### Source:
<<<<
The CA/B is a standing meeting between two groups with very different
objectives that have an ongoing need to reach some sort of agreement: the
Certificate Authorities and the Browsers (in reality more or less the
Operating System vendors except Mozilla represents the Free Unixes). This
meeting must not appear to be a cartel because cartels are illegal, so it
mustn't discuss prices or agree what products should or should not be
marketed.

m.d.s.policy is de facto the only public oversight for the entire Web PKI.
Mozilla as a Browser vendor (and as hinted above, on behalf of all the Free
Unixes) gets to insist upon Rules, not only enforcing rules agreed at CAB, but
also making its own rules on top for Certificate Authorities in its Trust
Store. As a Charity one of its rules is that it insists on doing almost
everything in Public using m.d.s.policy, there is no other obligation on a
Certificate Authority to engage with the public at all, but Mozilla's rules
force them to tell Mozilla important things via this public group and to
answer questions impertinent members of the public (like me) ask them on
m.d.s.policy.

Mozilla (and other Browser vendors) is entirely free to insist upon whatever
rules they want. The CA/B does not bind them, like the UN it is a forum to
meet, and to come to agreements, but it cannot force you to agree to anything
you don't want. Two recent illustrative examples:

The CA/B took ages to reform the Domain Validation methods, terribly weak
methods had been popular for years, with all sorts of stupid design flaws, and
after it did finally vote on a reformed list of methods, CA members claimed a
bunch of patents needed to be licensed stalling things for months extra.
Mozilla cut through the bullshit and said essentially "See that list of ten
methods you voted on that's stuck in Lawyer hell? Too bad, our policy now
requires you obey the list which we're naming the Ten Blessed Methods"
>>>>
### Data section:
<<<<
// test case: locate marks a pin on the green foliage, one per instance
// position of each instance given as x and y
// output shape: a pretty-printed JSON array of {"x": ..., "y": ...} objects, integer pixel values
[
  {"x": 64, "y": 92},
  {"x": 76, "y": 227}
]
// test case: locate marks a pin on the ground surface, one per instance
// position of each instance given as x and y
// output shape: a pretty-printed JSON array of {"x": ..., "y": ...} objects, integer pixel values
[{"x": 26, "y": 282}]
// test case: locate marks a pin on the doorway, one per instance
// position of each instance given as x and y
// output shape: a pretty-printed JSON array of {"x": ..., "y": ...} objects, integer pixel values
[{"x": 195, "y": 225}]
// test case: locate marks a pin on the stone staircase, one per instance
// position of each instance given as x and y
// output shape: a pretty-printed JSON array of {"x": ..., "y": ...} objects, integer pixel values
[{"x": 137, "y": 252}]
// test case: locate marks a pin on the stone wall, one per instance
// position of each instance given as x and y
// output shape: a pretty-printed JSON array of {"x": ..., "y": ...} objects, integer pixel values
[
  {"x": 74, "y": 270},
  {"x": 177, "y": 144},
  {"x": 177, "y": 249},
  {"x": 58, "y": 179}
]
>>>>
<<<<
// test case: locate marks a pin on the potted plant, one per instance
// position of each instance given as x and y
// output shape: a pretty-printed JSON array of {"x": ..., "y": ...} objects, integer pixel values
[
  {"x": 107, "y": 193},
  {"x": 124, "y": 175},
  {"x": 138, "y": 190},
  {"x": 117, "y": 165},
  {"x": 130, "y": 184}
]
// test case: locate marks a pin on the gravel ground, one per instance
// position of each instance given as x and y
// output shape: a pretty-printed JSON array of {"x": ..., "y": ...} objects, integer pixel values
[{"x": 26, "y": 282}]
>>>>
<<<<
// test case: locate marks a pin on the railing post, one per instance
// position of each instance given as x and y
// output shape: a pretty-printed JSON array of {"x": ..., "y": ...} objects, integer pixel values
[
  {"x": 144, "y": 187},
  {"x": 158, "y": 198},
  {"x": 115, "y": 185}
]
>>>>
### Written task A:
Translate this sentence from the Web PKI passage into Spanish: "Mozilla (and other Browser vendors) is entirely free to insist upon whatever rules they want."
### Written task B:
Please carry on the Web PKI passage above from its last sentence.

### Final answer A:
Mozilla (y otros proveedores de navegadores) tiene total libertad para imponer las reglas que quiera.

### Final answer B:
Google wanted to reduce the maximum lifetime of new certificates. It takes
ages to get CAs to introduce a new rule, and then years while the old
certificates made under the old rule expire, too long for Google. So they made
an ultimatum, fix it or we'll just tell Chrome to reject certificates after 90
days, and that's the new maximum certificate lifetime. The CA/B eventually
voted through a compromise 825 days (which goes into effect tomorrow, 1 March
2018) instead of the previous 39 month limit.

------
heywire
"Trustico’s CEO indicated that Trustico held the private keys for those
certificates, and then emailed us approximately 20,000 certificate private
keys."

Well, that's one way to ensure they're considered "comprimised".

------
pfg
Trustico now posted a statement on their site[1]. My favourite part is this:

> Trustico® followed the requests of DigiCert by initially recovering Private
> Keys from cold storage and subsequently e-mailing the associated order
> number and Private Keys to DigiCert in a ZIP file. The file did not contain
> any other type of data.

[1]: [https://www.trustico.com/news/2018/symantec-
revocation/certi...](https://www.trustico.com/news/2018/symantec-
revocation/certificate-replacement.php)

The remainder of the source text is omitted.